[Saved data entries]
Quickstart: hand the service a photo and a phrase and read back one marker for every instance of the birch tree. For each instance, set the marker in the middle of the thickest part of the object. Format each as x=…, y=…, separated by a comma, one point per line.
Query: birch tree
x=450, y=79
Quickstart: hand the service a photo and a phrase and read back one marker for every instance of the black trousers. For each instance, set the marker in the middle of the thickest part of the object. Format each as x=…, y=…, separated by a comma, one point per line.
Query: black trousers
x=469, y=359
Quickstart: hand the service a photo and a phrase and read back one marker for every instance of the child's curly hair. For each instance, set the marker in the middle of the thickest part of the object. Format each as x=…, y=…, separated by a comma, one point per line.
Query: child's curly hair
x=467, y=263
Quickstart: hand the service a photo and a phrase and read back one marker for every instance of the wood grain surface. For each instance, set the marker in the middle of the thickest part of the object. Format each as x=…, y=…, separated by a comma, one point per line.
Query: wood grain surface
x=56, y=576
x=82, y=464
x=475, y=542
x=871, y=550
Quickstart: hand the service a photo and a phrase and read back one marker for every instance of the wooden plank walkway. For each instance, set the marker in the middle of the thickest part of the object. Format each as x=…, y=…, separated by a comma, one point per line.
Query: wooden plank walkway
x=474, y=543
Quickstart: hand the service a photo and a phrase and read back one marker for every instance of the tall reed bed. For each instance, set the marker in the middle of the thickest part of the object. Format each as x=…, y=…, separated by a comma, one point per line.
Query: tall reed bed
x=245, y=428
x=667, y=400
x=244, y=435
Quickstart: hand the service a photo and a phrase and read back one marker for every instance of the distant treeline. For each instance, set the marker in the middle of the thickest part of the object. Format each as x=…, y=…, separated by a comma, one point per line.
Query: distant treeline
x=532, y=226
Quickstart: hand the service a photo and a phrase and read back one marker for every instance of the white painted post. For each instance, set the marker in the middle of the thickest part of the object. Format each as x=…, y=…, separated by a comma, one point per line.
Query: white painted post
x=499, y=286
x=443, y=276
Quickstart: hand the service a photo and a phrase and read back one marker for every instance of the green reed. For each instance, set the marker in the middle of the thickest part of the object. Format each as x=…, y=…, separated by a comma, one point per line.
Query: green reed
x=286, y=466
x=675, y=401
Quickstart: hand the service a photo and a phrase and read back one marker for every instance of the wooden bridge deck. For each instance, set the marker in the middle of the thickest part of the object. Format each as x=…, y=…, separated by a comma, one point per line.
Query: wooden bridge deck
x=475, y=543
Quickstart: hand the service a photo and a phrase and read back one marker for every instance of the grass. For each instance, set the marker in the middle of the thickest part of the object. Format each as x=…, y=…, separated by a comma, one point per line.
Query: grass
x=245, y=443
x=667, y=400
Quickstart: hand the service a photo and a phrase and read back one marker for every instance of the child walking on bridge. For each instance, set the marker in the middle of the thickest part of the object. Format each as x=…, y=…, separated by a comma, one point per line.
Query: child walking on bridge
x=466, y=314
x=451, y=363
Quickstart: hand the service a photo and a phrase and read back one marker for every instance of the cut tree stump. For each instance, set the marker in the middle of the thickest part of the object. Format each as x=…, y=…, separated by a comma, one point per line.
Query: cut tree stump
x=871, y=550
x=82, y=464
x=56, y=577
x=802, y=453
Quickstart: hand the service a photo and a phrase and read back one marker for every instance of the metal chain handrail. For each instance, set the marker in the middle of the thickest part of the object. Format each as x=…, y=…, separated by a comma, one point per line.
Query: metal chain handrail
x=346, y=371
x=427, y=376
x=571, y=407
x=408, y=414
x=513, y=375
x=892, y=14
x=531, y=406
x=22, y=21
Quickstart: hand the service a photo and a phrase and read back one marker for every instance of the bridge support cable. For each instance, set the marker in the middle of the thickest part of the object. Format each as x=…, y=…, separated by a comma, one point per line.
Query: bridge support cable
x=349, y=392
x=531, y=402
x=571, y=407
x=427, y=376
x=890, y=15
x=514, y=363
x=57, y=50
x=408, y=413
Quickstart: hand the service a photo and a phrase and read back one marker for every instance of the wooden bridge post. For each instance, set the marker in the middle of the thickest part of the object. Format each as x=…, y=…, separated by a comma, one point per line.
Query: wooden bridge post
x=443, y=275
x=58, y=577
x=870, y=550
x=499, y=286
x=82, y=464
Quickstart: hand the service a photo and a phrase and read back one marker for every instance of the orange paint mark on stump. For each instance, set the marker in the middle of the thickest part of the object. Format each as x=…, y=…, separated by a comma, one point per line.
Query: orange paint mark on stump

Goal of the exercise: Reproduce the material above with "thickest part" swapped for "widest part" everywhere it appears, keeping everything else the same.

Final result:
Quickstart: hand the service a photo and a phrase and read back one marker for every instance of the birch tree. For each instance, set the marker in the middle of the widest part of the object. Format each as x=…, y=…, separated by a comma, one point per line.
Query: birch tree
x=450, y=79
Quickstart: hand the service a photo and a phrase and read back one marker for every instance of the black trousers. For each instance, set the marker in the middle of the widest part of the object. Format each as x=…, y=…, separated by a comma, one point per line.
Query: black trousers
x=469, y=359
Quickstart: hand the service a photo and a phrase and read back one marker for every instance of the child's curly hair. For each instance, set the marker in the middle of the widest part of the object. Format each as x=…, y=…, separated by a comma, one point per line.
Query: child's curly hair
x=467, y=263
Quickstart: hand the service a photo and a phrase and read back one marker for every instance of the wood grain surface. For each instance, set the marker in the middle of the widest part of the object. Format each as x=…, y=…, separated by a comma, one point per line.
Query: wood grain surface
x=56, y=576
x=82, y=464
x=475, y=542
x=871, y=550
Quickstart: hand the service a photo and a phrase and read back one marker for every instance of the wooden plank walkway. For each instance, set the marker in the middle of the widest part of the object. Format each as x=…, y=…, separated by a comma, one point per line.
Query: wooden plank walkway
x=474, y=543
Quickstart: hand the service a photo and a phrase and read back one marker for every instance of the tall reed bed. For each instance, set the marker in the middle of the widest part of the object. Format each as x=…, y=…, separated by a comma, one point per line.
Query: tall reed bed
x=245, y=428
x=667, y=400
x=244, y=435
Quickstart: hand the service a photo and a phrase and read back one marker for every instance of the distant treeline. For each instance, set the marker in the middle of the widest part of the object. Format each as x=…, y=…, separated by a comma, one point per line.
Query: distant treeline
x=532, y=226
Quickstart: hand the service a photo and a phrase and read back one marker for every instance of the white painted post. For each instance, set the marker in the middle of the widest part of the object. Format each as x=…, y=…, separated by a comma, one point per line.
Query: white painted post
x=499, y=286
x=443, y=276
Quickstart: hand the service a photo and a phrase and read back one marker for every instance of the green reed. For each instance, set the marker in the middle of the widest part of the object. Format each as x=…, y=…, separated by a comma, one point per line.
Query: green reed
x=286, y=466
x=675, y=401
Quickstart: hand the service a photo and a phrase and read back one marker for every instance of the wooden bridge deck. For each instance, set the marker in the middle of the widest part of the object. Format each as x=…, y=…, separated by a comma, one point per line.
Query: wooden bridge deck
x=475, y=543
Quickstart: hand the service a photo and a phrase and read back one marker for every instance of the grass. For each instance, set the marker in the middle of the widest part of the object. Format each as x=…, y=…, separated by a comma, one point per line.
Query: grass
x=245, y=443
x=667, y=400
Quickstart: hand the service a photo and a phrase and read back one marker for every instance of the child walking on bridge. For each instance, set the marker in the middle of the widest part of the object. Format each as x=…, y=…, separated by a comma, one point per line.
Query: child walking on bridge
x=466, y=314
x=451, y=363
Quickstart: hand the service a photo and a phrase and read back one marker for every instance of the cut tree stump. For each instance, set the marker in the middle of the widest part of the object. Format each as x=…, y=…, separated by a comma, one point per line.
Query: cut tree stump
x=871, y=550
x=82, y=464
x=56, y=577
x=802, y=453
Quickstart: hand the service a photo and a phrase and read back one marker for every instance of the metal chain handrail. For each instance, set the marker in the middle of the widest part of the object. Format each as x=…, y=…, separated by a comma, one point per line.
Query: metal chain handrail
x=346, y=371
x=427, y=376
x=571, y=407
x=408, y=414
x=513, y=375
x=892, y=14
x=531, y=406
x=22, y=21
Quickstart: hand the service a photo and a phrase and read back one marker for every instance of the bridge support cable. For each instance, set the marker in the middle of the widest part of the object. Format each as x=…, y=…, separated by a comma, one point per line.
Query: bridge support cable
x=349, y=392
x=531, y=402
x=571, y=407
x=427, y=376
x=890, y=15
x=514, y=363
x=57, y=50
x=408, y=413
Quickstart: hand the service a photo and a phrase and read back one marker for every instance of the wooden bridge post. For each instance, set the marker in the middle of the widest part of the object. Format each as x=…, y=…, separated by a comma, one point per line.
Query: wooden bridge post
x=443, y=275
x=58, y=577
x=870, y=550
x=499, y=286
x=82, y=464
Quickstart: hand the service a photo and a phrase and read back one marker for every instance of the orange paint mark on stump. For each instance, set the marker in the middle of the widest part of the object. Format each as x=…, y=…, separated by a comma, one point per line.
Query: orange paint mark on stump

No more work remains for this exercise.